Directions for this task: Reproduce the lines below character for character, with nothing changed or left out.

Annotation records:
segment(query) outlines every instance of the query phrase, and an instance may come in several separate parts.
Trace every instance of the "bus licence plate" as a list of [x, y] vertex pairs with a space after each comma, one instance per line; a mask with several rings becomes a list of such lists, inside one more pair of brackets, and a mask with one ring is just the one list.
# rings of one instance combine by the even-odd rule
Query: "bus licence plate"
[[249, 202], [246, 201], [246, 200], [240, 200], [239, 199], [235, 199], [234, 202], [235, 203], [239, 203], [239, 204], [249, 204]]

Solution to this task:
segment(query) outlines every instance of the query phrase, and an instance may come in several separate parts.
Trace every instance of the "bus licence plate" as a list of [x, y] vertex pairs with a space after each comma, one instance per line; a mask with several rings becomes a list of such lists, inside one more pair of brackets, and a mask with one ring is just the one list.
# rings of one instance combine by the even-odd rule
Query: "bus licence plate"
[[249, 202], [246, 201], [246, 200], [240, 200], [239, 199], [235, 199], [234, 202], [235, 203], [239, 203], [239, 204], [249, 204]]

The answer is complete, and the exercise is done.